Start of Block
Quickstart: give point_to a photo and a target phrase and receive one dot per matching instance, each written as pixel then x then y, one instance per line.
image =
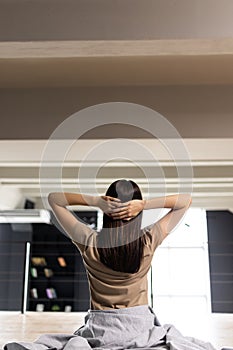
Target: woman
pixel 117 260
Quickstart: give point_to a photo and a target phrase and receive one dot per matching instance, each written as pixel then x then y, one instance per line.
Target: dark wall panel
pixel 220 237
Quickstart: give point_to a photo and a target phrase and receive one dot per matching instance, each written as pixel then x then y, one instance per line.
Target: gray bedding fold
End of Block
- WHAT TO DO -
Set down exactly the lines of the listing above, from the line holding "Target: woman" through its last line, with nothing added.

- RESPONSE FOR THIS EXERCISE -
Target: woman
pixel 117 260
Quickstart: give point_to a photo and a target phrase and receive one dot per matching instance, each written as pixel then x then y, one instance per line.
Target: dark wall panel
pixel 220 237
Quickstart: give point_to a photo and a target phrase and receive one dot per matching instance, each written as pixel then x then y, one instance per line.
Target: gray bedding fold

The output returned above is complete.